EXERCISE PROMPT = Set down a faithful copy of every record below, with no images.

MATERIAL SHOWN =

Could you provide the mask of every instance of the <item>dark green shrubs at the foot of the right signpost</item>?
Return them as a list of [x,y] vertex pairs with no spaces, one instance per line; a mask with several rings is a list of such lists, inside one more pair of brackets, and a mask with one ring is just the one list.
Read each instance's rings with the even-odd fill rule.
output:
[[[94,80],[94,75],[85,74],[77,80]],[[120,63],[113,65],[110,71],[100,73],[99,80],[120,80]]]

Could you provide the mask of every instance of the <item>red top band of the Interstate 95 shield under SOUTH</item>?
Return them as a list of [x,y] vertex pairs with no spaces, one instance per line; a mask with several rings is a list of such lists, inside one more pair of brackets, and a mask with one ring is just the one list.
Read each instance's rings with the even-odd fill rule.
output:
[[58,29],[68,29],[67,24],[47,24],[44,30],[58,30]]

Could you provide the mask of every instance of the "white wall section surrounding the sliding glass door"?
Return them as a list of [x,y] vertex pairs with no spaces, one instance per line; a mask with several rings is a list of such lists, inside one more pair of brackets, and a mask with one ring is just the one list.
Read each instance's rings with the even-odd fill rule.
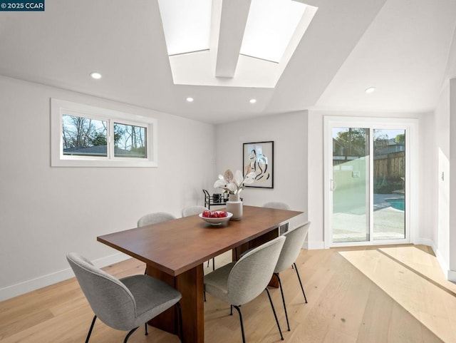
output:
[[[420,189],[415,190],[418,193],[419,210],[415,228],[415,234],[412,237],[413,242],[420,244],[432,245],[432,196],[421,196],[432,189],[432,186],[425,185],[427,180],[432,180],[432,148],[427,147],[426,141],[432,142],[432,115],[423,113],[420,115],[409,115],[405,113],[354,113],[354,112],[336,112],[336,111],[309,111],[309,220],[312,222],[312,230],[309,231],[309,248],[324,247],[324,211],[323,211],[323,117],[324,116],[376,116],[382,118],[418,118],[419,120],[419,138],[418,147],[419,170],[412,170],[412,173],[418,174],[418,183]],[[424,140],[424,142],[423,142]],[[432,143],[430,143],[432,145]],[[431,163],[425,157],[431,154]]]

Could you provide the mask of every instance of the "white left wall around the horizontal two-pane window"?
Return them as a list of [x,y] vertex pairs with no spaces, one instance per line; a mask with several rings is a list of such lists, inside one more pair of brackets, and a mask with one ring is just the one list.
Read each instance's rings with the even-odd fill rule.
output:
[[[159,167],[51,168],[50,98],[157,118]],[[67,252],[122,259],[96,237],[145,213],[180,216],[217,175],[209,124],[4,77],[0,118],[0,301],[71,277]]]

WRITTEN REPLY =
Could you provide the mask of every instance of the <item>dark green shrubs at the foot of the right signpost</item>?
Return them as a list of [x,y] vertex pairs with no spaces, one instance per line; a mask with several rings is a list of such lists, inside one more pair of brackets, and a mask with one ring is just the one list.
Read each instance's rings with the even-odd fill rule.
output:
[[[94,80],[94,75],[85,74],[77,80]],[[120,63],[113,65],[110,71],[100,73],[99,80],[120,80]]]

Could you provide the mask of every instance of the <item>red top band of the Interstate 95 shield under SOUTH</item>?
Return them as a list of [x,y] vertex pairs with no spaces, one instance per line; a mask with several rings is a list of such lists, inside one more pair of brackets, and a mask with one ring is just the one list.
Read each instance's rings with the even-odd fill rule.
output:
[[58,29],[68,29],[67,24],[47,24],[44,30],[58,30]]

Could you provide the mask of every instance of the "white wall section surrounding the sliding glass door"?
Return them as a list of [x,y] vertex pairs with no spaces, one instance per line; a mask with several rings is a list of such lists, inside one more pair of brackets, and a mask with one ring is just the one list.
Read each instance's rings with the even-odd fill rule.
output:
[[[420,189],[415,190],[418,193],[419,210],[415,228],[415,234],[412,237],[413,242],[420,244],[432,245],[432,196],[421,196],[432,189],[432,186],[425,185],[427,180],[432,180],[432,148],[427,147],[426,141],[432,142],[432,115],[423,113],[420,115],[409,115],[405,113],[354,113],[354,112],[336,112],[336,111],[309,111],[309,220],[312,222],[312,230],[309,231],[309,248],[324,247],[324,211],[323,211],[323,117],[324,116],[376,116],[382,118],[418,118],[419,120],[419,138],[418,147],[419,170],[412,170],[412,173],[418,174],[418,183]],[[424,140],[424,142],[423,142]],[[432,143],[430,143],[432,145]],[[431,163],[425,157],[431,154]]]

Could you provide the mask of every instance of the "white left wall around the horizontal two-pane window"?
Return them as a list of [x,y] vertex pairs with no spaces, one instance per line; a mask with several rings is a list of such lists, inside one more pair of brackets, and a mask with one ring is just the one list.
Read each instance's rings with the even-odd fill rule.
output:
[[[159,167],[51,168],[50,98],[157,118]],[[67,252],[122,259],[96,237],[145,213],[180,216],[217,175],[209,124],[4,77],[0,118],[0,301],[71,277]]]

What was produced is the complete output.